--- Stated goal 1 ---
Decide whether each statement below agrees with the overview of music in 1637, answering yes or no and quoting the deciding words from it: (a) Andromeda premièred at Teatro San Cassiano in Venice during carnival. (b) Delphin Strungk became organist of Trinity College, Cambridge. (c) Antonio Cesti joined the Franciscan order.
--- Stated goal 2 ---
Carry on the overview of music in 1637 from the point at which it stops.

--- Source text ---
+ + + +
The year 1637 in music involved some significant events.

Events
The first public opera house, Teatro San Cassiano, opens in Venice.
Johann Jakob Froberger travels to Rome to study under Girolamo Frescobaldi.
Delphin Strungk becomes organist at the Marienkirche in Brunswick.
Robert Ramsey, organist of Trinity College, Cambridge, becomes Master of the Children at the college.
Antonio Cesti joins the Franciscan order.
The Westminster Musicians Guild attempts to assert control over the musicians of London, in competition with the Worshipful Company of Musicians.

Classical music
Benedetto Ferrari – Musiche varier a voce sola, volume 2, published in Venice
Girolamo Frescobaldi – Partite sopra l'aria della Romanesca
Tarquinio Merula – Canzoni overo Sonate concertate per chiesa e camera

Opera
Benedetto Ferrari & Francesco Manelli – Andromeda (the first publicly shown opera, premièred at Teatro San Cassiano in Venice, during carnival)
+ + + +
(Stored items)
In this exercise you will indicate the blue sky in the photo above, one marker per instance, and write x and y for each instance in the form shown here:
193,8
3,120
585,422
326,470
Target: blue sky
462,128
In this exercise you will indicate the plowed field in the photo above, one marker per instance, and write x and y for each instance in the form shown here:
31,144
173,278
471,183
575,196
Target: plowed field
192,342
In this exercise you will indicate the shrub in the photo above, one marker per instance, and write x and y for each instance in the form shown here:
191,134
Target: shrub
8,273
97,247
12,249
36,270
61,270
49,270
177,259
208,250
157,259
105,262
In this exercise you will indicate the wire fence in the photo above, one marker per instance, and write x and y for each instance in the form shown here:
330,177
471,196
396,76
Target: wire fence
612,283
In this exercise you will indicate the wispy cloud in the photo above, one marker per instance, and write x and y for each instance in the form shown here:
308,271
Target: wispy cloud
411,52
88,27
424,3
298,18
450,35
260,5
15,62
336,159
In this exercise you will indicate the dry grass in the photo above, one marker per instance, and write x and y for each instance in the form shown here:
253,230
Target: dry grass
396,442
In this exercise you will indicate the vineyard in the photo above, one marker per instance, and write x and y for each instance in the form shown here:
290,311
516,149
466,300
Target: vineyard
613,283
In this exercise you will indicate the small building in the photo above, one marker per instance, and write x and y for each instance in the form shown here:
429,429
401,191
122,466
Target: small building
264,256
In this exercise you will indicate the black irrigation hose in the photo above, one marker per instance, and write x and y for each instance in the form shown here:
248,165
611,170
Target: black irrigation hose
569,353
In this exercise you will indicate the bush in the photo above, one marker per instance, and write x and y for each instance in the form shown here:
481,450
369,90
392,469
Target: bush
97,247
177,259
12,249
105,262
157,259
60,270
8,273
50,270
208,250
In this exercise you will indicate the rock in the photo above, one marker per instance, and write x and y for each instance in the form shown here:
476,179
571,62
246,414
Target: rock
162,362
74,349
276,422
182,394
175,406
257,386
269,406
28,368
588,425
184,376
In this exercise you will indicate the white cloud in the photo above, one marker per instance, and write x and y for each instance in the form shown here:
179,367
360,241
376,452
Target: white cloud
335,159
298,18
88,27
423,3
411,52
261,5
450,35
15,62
+ + + +
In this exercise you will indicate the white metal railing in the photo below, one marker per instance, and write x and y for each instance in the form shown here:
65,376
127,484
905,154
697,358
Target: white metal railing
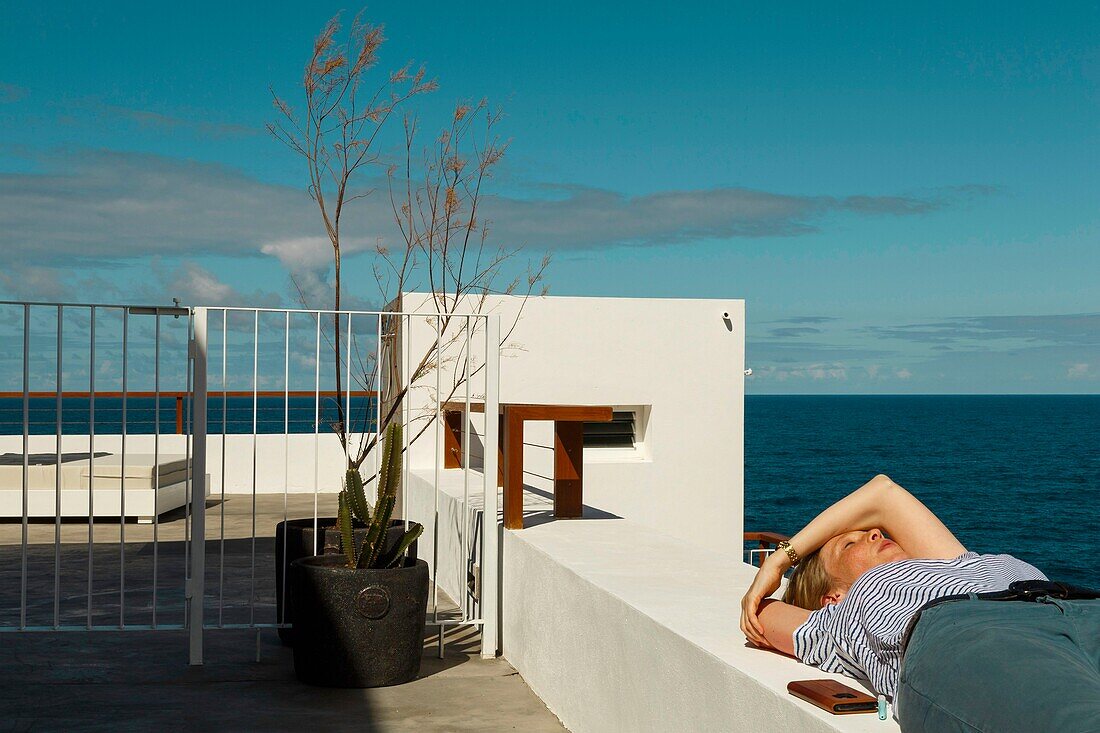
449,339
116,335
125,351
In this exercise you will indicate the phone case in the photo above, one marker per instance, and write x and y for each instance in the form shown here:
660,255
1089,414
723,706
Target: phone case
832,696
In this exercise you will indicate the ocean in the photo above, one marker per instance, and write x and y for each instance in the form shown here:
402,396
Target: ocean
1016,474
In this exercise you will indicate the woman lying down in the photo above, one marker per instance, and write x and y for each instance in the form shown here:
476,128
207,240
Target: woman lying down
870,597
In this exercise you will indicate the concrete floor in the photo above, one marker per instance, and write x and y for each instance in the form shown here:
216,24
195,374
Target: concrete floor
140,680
+ + + +
--- Right answer 1 ---
(a) Yes: "Andromeda (the first publicly shown opera, premièred at Teatro San Cassiano in Venice, during carnival)"
(b) No: "Delphin Strungk becomes organist at the Marienkirche in Brunswick."
(c) Yes: "Antonio Cesti joins the Franciscan order."

--- Right answer 2 ---
Virgilio Mazzocchi & Marco Marazzoli – Chi soffre, speri (premièred February 12)

Births
February 11 – Friedrich Nicolaus Brauns, composer and music director (died 1718)
December 7 – Bernardo Pasquini, composer of opera and church music (died 1710)
date unknown – Giovanni Grancino, luthier (died 1709)
probable – Dieterich Buxtehude (died 1707)

Deaths
May 29 – Jiří Třanovský, hymn-writer (born 1592)
July 6 – Charles d'Ambleville, French composer
September 14 – Theodoor Rombouts, painter of musicians (born 1597)
dates unknown – Basilius Froberger and Anna Froberger, parents of Johann Jakob Froberger (plague)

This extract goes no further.